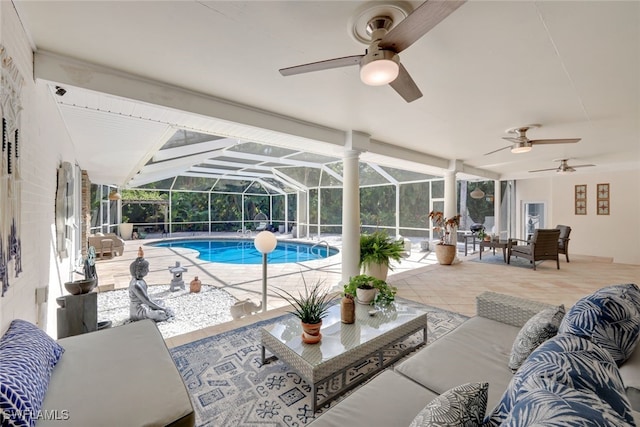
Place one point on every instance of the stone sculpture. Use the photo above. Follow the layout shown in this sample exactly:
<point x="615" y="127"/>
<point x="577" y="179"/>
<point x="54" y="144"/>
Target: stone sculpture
<point x="244" y="308"/>
<point x="195" y="285"/>
<point x="141" y="305"/>
<point x="176" y="281"/>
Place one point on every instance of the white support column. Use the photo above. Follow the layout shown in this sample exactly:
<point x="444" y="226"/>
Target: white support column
<point x="286" y="213"/>
<point x="350" y="215"/>
<point x="497" y="202"/>
<point x="450" y="199"/>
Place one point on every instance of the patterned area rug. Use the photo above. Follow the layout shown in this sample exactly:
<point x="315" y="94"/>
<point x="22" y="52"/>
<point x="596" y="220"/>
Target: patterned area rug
<point x="230" y="387"/>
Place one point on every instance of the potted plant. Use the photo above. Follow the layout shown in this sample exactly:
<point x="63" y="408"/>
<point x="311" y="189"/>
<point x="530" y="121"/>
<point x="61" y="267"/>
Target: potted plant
<point x="446" y="247"/>
<point x="370" y="290"/>
<point x="126" y="228"/>
<point x="310" y="307"/>
<point x="482" y="235"/>
<point x="376" y="252"/>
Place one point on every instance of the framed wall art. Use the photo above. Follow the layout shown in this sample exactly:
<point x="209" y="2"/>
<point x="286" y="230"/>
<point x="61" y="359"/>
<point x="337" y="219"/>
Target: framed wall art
<point x="581" y="199"/>
<point x="10" y="107"/>
<point x="603" y="201"/>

━━━━━━

What you have to do: Copy the records again, requests included, starting with the line that contains "Place one point on every instance of the framed" and going on through the end of the records, and add -108 to every coordinate in the answers.

Solution below:
Place one point on every instance of the framed wall art. Use the photo above. Follow the layout shown in this sample exactly:
<point x="209" y="2"/>
<point x="286" y="230"/>
<point x="61" y="359"/>
<point x="337" y="219"/>
Target: framed wall art
<point x="473" y="91"/>
<point x="-98" y="-1"/>
<point x="495" y="93"/>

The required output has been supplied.